Mais comme le roman est son journal intime, considérons qu’elle les voit et qu’elles existent… 😉
Conspiration élogieuse blogosphérique en approche !
Tu donnes bien envie, il passera assurément un jour entre mes mains. ^^
Héhé, bonne idée, il a tout pour plaire ce roman !
Finalement c’est une bonne chose que la sortie de l’intégrale 4 de Sandman soit décalée, je vais pouvoir m’offrir ce livre-là à la place 😀
Voilà, il faut voir le bon côté des choses !
Ho et puis, quel que soit l’oeuvre, tu aurais bien trouvé un remplaçant au tome 4 de Sandman, non ? 😉
Je ne comptais pas l’acheter mais finalement je vais me laisser tenter, merci pour cette belle critique 🙂
Mais de rien, j’espère que le roman te convaincra autant que ma chronique. 😉
Je n’ai fais que survoler ton avis car ce sera ma prochaine lecture, mais j’ai hâte de me lancer dans ce livre.
Je n’ai pas spoilé, mais je comprends, je fais la même chose.
Tu vas pouvoir savourer à 100% ! 😉
Je viens de le terminer que dire ?
Un deuil touchant accompagnée d’une entrée dans l’âge adulte ?
Oui tout à fait.
Et au final, un excellent roman.
Je me sens un peu extraterrestre à ne pas avoir été touchée ^^
Pourtant, j’aurais dû, si je puis dire. Les histoires de famille difficile et les ados décalées qui se réfugient dans leur univers en ayant du mal à affronter le monde et grandir, c’est totalement le genre de truc qui me parle. Mais ça ne l’a pas fait ici. Et si j’ai aimé trouver des idées lecture, ce catalogage m’a paru un peu too much au final, du name dropping. Bref, je suis un peu déçue de passer à côté de thématiques que j’aime, même s’il y a de belles choses dans ce bouquin quand même.

• _Problèmes à résoudre_:
• a. Recopiez le texte source de « Tu donnes bien » jusqu'à « terminer que dire ? » inclus.
• b. Résumez le texte source en deux phrases.
La liste ci-dessous n'est pas utile ici.

• _Jeu de données_:
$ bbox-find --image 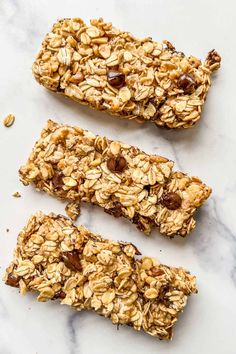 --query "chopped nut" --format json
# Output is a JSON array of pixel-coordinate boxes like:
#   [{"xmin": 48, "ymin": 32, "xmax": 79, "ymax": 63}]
[
  {"xmin": 52, "ymin": 172, "xmax": 65, "ymax": 188},
  {"xmin": 144, "ymin": 288, "xmax": 158, "ymax": 300},
  {"xmin": 107, "ymin": 70, "xmax": 125, "ymax": 88},
  {"xmin": 61, "ymin": 250, "xmax": 82, "ymax": 271},
  {"xmin": 104, "ymin": 202, "xmax": 123, "ymax": 218},
  {"xmin": 107, "ymin": 156, "xmax": 127, "ymax": 173},
  {"xmin": 5, "ymin": 273, "xmax": 19, "ymax": 288},
  {"xmin": 177, "ymin": 74, "xmax": 196, "ymax": 93},
  {"xmin": 3, "ymin": 114, "xmax": 15, "ymax": 128},
  {"xmin": 5, "ymin": 212, "xmax": 197, "ymax": 339},
  {"xmin": 161, "ymin": 192, "xmax": 182, "ymax": 210},
  {"xmin": 20, "ymin": 120, "xmax": 211, "ymax": 239}
]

• _Réponses aux exercices_:
• a.
Tu donnes bien envie, il passera assurément un jour entre mes mains. ^^
Héhé, bonne idée, il a tout pour plaire ce roman !
Finalement c’est une bonne chose que la sortie de l’intégrale 4 de Sandman soit décalée, je vais pouvoir m’offrir ce livre-là à la place 😀
Voilà, il faut voir le bon côté des choses !
Ho et puis, quel que soit l’oeuvre, tu aurais bien trouvé un remplaçant au tome 4 de Sandman, non ? 😉
Je ne comptais pas l’acheter mais finalement je vais me laisser tenter, merci pour cette belle critique 🙂
Mais de rien, j’espère que le roman te convaincra autant que ma chronique. 😉
Je n’ai fais que survoler ton avis car ce sera ma prochaine lecture, mais j’ai hâte de me lancer dans ce livre.
Je n’ai pas spoilé, mais je comprends, je fais la même chose.
Tu vas pouvoir savourer à 100% ! 😉
Je viens de le terminer que dire ?

• b. Plusieurs commentaires réagissent à la critique d'un roman : certains donnent envie de le lire, un autre annonce son achat à la place du tome 4 de Sandman, dont la sortie est décalée, et une personne qui vient de le terminer le juge excellent, entre deuil touchant et entrée dans l'âge adulte. Une autre lectrice n'a pas été touchée malgré des thèmes qui lui parlent, a trouvé le catalogage d'idées de lecture excessif, proche du name dropping, et se dit un peu déçue.